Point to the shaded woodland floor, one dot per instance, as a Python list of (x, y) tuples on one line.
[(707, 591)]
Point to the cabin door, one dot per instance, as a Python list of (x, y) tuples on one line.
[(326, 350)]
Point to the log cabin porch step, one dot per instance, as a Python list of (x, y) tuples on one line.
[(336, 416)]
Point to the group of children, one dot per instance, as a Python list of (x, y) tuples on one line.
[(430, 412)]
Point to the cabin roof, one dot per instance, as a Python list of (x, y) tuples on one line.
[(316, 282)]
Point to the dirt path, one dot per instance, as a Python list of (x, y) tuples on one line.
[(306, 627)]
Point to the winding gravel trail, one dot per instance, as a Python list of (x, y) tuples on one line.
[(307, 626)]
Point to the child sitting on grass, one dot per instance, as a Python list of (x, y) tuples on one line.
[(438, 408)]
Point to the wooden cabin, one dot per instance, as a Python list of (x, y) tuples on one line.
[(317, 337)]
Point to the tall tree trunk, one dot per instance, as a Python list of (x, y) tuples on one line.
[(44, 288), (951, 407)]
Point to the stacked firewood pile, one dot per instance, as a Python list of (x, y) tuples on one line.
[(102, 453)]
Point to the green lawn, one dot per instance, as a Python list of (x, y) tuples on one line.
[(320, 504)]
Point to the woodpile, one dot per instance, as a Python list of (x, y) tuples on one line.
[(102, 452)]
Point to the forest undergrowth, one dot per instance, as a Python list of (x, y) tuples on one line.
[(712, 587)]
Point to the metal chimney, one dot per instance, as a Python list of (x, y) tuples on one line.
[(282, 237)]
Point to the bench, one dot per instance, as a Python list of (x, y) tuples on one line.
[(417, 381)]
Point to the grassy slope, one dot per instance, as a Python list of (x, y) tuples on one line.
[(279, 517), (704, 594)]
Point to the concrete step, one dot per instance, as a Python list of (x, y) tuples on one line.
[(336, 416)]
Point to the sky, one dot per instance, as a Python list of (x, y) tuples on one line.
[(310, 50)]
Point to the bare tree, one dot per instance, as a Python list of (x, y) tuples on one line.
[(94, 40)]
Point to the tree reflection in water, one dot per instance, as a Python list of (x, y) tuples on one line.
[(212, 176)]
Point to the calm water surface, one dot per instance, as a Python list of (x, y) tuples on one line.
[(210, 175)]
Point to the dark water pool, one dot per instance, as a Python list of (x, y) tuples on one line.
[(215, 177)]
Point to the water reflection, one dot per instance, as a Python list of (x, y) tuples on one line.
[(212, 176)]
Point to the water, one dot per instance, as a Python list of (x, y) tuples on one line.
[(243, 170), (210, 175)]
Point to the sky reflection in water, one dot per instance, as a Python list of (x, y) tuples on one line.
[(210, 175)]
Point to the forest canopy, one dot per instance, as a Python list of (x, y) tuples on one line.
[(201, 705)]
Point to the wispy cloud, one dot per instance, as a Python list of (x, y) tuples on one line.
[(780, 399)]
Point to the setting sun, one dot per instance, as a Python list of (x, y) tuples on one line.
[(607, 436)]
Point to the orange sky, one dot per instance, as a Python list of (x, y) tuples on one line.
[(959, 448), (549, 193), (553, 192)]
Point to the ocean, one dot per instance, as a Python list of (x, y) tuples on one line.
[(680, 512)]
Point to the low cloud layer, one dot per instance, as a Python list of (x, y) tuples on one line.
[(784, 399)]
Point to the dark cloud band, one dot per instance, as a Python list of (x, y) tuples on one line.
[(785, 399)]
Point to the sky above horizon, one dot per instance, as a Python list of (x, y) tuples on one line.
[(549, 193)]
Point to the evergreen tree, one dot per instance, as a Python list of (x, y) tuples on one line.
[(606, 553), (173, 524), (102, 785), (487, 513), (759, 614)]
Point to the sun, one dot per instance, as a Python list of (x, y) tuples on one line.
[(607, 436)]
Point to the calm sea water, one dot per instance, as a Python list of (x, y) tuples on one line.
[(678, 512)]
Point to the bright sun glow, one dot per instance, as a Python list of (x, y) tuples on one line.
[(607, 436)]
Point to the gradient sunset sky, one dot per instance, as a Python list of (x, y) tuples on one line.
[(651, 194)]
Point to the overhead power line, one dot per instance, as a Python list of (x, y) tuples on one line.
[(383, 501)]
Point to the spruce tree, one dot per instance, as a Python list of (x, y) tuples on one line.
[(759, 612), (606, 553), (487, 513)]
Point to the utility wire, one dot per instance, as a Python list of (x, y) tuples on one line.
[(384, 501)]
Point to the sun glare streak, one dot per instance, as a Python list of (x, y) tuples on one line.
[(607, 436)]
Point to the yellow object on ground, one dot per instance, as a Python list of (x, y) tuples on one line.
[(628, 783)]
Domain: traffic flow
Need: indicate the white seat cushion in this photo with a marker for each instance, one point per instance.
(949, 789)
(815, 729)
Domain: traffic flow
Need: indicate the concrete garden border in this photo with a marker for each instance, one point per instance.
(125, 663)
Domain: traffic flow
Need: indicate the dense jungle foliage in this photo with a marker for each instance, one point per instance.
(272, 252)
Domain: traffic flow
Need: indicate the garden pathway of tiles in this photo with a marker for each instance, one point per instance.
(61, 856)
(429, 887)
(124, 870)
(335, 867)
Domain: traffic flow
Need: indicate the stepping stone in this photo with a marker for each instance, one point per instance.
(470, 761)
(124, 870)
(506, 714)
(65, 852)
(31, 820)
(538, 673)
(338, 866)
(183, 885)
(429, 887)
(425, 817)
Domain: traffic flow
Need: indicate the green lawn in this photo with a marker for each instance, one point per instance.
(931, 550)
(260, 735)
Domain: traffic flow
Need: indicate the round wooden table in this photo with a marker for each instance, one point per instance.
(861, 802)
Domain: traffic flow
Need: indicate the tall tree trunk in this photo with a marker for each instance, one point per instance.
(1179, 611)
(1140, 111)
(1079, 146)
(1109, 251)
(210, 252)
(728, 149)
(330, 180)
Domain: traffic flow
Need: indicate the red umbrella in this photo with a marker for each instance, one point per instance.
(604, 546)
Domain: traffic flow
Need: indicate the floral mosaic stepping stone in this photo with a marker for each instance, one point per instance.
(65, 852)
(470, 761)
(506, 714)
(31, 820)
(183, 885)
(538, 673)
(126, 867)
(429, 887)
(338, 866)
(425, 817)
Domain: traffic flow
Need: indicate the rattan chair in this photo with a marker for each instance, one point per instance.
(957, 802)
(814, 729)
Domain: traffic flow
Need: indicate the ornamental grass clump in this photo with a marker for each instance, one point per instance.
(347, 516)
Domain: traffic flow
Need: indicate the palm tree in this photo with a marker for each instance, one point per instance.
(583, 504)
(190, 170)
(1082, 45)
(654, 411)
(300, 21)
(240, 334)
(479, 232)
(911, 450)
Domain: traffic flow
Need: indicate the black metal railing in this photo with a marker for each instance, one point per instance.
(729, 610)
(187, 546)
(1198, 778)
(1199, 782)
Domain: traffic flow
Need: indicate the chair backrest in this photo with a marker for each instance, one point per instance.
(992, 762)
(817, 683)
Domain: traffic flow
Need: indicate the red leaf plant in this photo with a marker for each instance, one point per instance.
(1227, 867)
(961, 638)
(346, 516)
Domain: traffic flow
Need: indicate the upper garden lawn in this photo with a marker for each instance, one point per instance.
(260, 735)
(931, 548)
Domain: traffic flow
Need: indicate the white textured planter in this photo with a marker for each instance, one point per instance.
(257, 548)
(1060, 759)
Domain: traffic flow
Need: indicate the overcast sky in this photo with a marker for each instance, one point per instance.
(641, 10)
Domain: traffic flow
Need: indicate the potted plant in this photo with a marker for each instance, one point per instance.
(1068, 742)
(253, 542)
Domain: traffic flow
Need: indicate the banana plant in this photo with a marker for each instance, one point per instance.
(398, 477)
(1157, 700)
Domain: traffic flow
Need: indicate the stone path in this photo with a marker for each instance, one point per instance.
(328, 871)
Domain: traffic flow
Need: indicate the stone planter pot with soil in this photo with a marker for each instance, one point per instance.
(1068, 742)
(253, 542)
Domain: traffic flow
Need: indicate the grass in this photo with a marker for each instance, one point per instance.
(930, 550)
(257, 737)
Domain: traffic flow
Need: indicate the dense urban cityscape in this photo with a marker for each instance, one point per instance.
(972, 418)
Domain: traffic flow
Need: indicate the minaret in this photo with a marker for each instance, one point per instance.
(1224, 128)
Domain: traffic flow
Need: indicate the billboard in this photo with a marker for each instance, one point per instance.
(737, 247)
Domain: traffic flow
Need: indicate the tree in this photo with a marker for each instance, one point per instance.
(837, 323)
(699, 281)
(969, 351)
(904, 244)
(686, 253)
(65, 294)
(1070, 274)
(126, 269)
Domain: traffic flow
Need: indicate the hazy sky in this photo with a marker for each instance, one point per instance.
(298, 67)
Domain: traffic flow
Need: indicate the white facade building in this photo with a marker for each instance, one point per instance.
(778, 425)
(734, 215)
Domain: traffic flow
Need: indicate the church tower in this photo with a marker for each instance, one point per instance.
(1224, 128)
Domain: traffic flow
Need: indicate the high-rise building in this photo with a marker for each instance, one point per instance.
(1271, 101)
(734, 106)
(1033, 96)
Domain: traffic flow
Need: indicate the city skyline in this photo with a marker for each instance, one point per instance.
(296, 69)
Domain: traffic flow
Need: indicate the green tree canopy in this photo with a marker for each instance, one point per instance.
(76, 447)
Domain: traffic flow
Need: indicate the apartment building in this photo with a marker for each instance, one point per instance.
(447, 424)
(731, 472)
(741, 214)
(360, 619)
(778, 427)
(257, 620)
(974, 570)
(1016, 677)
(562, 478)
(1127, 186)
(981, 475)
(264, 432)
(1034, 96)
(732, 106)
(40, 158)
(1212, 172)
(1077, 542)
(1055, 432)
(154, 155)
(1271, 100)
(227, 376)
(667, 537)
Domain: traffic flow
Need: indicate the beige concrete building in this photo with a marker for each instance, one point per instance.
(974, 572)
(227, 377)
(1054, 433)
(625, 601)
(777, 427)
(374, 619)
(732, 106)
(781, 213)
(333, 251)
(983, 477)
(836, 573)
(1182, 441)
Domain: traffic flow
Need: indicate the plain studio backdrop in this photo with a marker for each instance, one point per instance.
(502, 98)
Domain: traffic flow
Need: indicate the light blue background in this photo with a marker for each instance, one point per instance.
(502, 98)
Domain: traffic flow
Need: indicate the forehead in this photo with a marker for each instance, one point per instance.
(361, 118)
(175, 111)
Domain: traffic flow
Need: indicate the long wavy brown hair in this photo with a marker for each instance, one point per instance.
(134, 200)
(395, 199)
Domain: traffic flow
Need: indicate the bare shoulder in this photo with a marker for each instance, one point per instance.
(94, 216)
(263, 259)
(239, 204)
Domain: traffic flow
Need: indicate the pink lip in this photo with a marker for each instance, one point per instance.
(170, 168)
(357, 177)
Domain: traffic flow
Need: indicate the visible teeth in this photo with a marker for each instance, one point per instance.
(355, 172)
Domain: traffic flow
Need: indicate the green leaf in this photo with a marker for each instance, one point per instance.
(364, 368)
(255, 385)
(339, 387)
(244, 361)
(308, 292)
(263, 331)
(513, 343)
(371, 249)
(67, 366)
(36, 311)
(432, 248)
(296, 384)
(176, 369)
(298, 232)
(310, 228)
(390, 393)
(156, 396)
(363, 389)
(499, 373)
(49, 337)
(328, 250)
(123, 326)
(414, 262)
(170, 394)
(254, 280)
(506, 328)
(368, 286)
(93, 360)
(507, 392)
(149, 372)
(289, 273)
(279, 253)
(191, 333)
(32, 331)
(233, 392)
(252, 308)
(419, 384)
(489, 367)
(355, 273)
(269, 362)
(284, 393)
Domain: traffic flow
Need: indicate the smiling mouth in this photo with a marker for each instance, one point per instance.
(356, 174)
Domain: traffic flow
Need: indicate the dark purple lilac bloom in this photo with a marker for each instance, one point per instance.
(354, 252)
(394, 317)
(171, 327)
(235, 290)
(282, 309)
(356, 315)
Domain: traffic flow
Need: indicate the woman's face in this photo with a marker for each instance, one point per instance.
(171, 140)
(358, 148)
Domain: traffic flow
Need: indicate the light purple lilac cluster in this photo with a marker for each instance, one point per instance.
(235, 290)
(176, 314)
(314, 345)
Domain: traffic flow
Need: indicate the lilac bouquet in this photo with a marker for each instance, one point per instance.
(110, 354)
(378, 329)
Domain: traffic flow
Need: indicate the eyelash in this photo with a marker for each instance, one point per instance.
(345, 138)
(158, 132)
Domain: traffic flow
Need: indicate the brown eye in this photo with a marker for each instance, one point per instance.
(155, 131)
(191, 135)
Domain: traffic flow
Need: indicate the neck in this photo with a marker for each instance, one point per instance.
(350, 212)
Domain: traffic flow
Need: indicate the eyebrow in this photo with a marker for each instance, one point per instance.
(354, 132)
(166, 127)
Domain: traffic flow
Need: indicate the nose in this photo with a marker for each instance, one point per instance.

INSTRUCTIONS FOR THE TASK
Your answer must be the line containing "Need: indicate the neck" through the last line above, copied exactly, with nothing added.

RESPONSE BELOW
Need: indicate the neck in this photo with a marker for each instance, one point per instance.
(350, 212)
Domain: traffic flow
Need: indicate the eyebrow in this photo with a marker for each instance, one point per instance.
(354, 132)
(166, 127)
Domain: traffic flow
Need: indicate the nose in this photo with a marker for each instance, one point per instance.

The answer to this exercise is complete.